### Reading passage
● ● ● ●

On March 25, the Associated Press reported that a senior IAEA official called the U.S. claims about the briefing “pure speculation and misinformation” and that a “diplomat in Vienna” -- where the IAEA is headquartered -- “said some U.S. administration officials were misrepresenting” the briefing:

But reflecting exasperation, a senior agency official dropped such reservations Saturday as he called the U.S. claims that an agency briefing on the advances made by Iran on enrichment was a bombshell “pure speculation and misinformation.”

“It comes from people who are seeking a crisis, not a solution” to the confrontation over Iran, the official said.

The senior IAEA official did not offer details on the spat.

But a diplomat in Vienna, who demanded anonymity in exchange for discussing confidential information, said some U.S. administration officials were misrepresenting a recent briefing by the agency to Vienna-based representatives of America, Russia, China, France, and Britain -- the five permanent Security Council members.

The information on where Iran was on enrichment and where it was headed was not new, but the U.S. officials claimed “the ... IAEA was blown away by (Iran's) progress and had the U.S. redefining its timeline” for Iran's capacity to make its first nuclear weapon down to three years, the diplomat told The Associated Press.

● ● ● ●

### Explore the material
1. In the excerpt about the IAEA briefing, which countries had Vienna-based representatives at the agency's recent briefing?
2. Please reproduce the part of the IAEA briefing excerpt that begins at the words "On March 25, the" and stops after "on the spat.".
3. According to the IAEA briefing excerpt, who did the senior agency official say the U.S. claims came from?

● ● ● ●

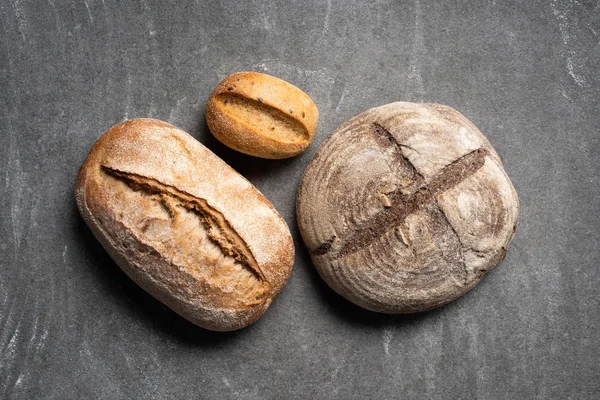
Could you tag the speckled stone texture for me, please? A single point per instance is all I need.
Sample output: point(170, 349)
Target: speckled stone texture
point(526, 73)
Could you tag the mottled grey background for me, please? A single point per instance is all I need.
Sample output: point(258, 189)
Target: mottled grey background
point(73, 326)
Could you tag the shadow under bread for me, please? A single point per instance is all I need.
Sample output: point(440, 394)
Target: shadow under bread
point(115, 284)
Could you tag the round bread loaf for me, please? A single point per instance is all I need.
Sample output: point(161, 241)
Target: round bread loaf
point(184, 225)
point(260, 115)
point(406, 207)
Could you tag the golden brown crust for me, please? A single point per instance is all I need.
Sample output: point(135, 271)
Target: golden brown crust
point(260, 115)
point(184, 225)
point(406, 207)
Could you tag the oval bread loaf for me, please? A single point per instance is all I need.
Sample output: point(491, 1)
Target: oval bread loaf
point(406, 207)
point(184, 225)
point(260, 115)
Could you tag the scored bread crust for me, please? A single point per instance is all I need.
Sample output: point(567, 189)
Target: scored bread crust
point(261, 94)
point(141, 165)
point(406, 207)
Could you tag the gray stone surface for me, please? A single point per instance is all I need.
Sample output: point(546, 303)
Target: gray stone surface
point(73, 326)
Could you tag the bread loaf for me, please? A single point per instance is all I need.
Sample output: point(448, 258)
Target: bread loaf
point(184, 225)
point(260, 115)
point(406, 207)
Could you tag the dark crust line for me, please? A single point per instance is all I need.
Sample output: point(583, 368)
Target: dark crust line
point(261, 107)
point(422, 194)
point(209, 217)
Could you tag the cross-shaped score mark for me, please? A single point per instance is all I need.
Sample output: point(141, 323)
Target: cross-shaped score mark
point(416, 196)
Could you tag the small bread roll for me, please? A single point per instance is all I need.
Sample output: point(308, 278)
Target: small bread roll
point(184, 225)
point(260, 115)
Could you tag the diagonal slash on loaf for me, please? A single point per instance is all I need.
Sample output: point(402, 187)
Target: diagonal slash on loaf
point(404, 201)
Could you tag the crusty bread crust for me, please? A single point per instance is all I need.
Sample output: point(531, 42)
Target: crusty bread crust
point(260, 115)
point(184, 225)
point(406, 207)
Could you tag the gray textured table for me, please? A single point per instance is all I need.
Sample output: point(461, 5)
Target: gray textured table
point(527, 73)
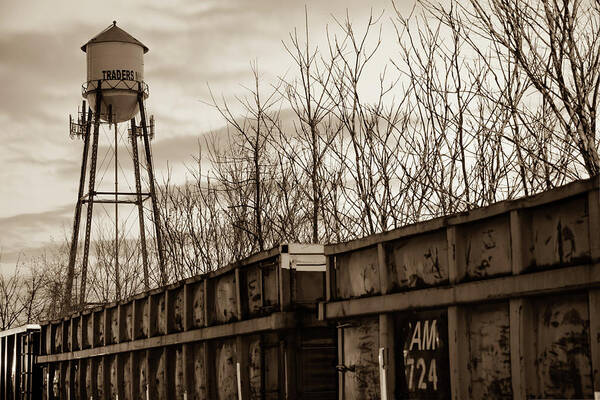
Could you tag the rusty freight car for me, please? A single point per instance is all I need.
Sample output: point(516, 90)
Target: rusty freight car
point(246, 331)
point(20, 376)
point(501, 302)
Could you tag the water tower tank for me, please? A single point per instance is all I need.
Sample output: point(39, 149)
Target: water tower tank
point(116, 59)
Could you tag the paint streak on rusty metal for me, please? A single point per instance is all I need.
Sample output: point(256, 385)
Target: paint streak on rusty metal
point(255, 367)
point(226, 379)
point(356, 274)
point(178, 311)
point(361, 344)
point(198, 306)
point(562, 348)
point(418, 261)
point(253, 291)
point(225, 301)
point(179, 370)
point(558, 234)
point(199, 387)
point(489, 342)
point(486, 248)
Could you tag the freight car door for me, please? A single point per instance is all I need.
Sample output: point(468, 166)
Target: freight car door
point(422, 353)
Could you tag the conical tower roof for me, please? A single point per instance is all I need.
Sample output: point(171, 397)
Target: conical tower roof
point(114, 34)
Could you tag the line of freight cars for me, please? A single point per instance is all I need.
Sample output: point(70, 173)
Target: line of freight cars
point(501, 302)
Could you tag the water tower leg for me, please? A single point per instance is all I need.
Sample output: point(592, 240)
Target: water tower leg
point(91, 194)
point(149, 167)
point(138, 190)
point(77, 218)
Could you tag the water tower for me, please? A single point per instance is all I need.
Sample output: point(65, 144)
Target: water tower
point(115, 92)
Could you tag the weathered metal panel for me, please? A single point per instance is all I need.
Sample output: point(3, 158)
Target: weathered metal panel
point(225, 299)
point(57, 337)
point(128, 381)
point(113, 329)
point(98, 328)
point(418, 261)
point(87, 333)
point(200, 390)
point(483, 248)
point(158, 322)
point(489, 351)
point(270, 286)
point(360, 363)
point(557, 233)
point(99, 378)
point(559, 362)
point(198, 304)
point(178, 371)
point(225, 370)
point(422, 355)
point(157, 374)
point(273, 377)
point(127, 321)
point(255, 366)
point(356, 274)
point(254, 289)
point(143, 381)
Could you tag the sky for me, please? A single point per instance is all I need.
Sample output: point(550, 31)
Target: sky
point(194, 45)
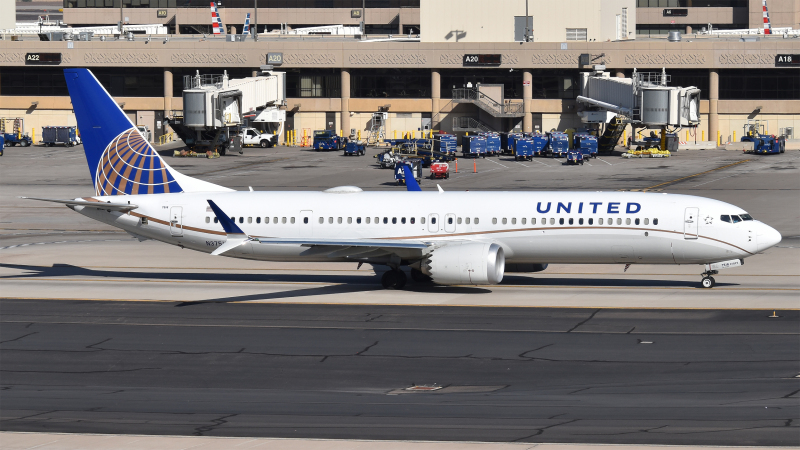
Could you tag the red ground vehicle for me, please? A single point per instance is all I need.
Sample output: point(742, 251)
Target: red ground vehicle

● ● ● ●

### Set of answers
1. America, Russia, China, France, and Britain

2.
On March 25, the Associated Press reported that a senior IAEA official called the U.S. claims about the briefing “pure speculation and misinformation” and that a “diplomat in Vienna” -- where the IAEA is headquartered -- “said some U.S. administration officials were misrepresenting” the briefing:

But reflecting exasperation, a senior agency official dropped such reservations Saturday as he called the U.S. claims that an agency briefing on the advances made by Iran on enrichment was a bombshell “pure speculation and misinformation.”

“It comes from people who are seeking a crisis, not a solution” to the confrontation over Iran, the official said.

The senior IAEA official did not offer details on the spat.

3. People who are seeking a crisis, not a solution, to the confrontation over Iran.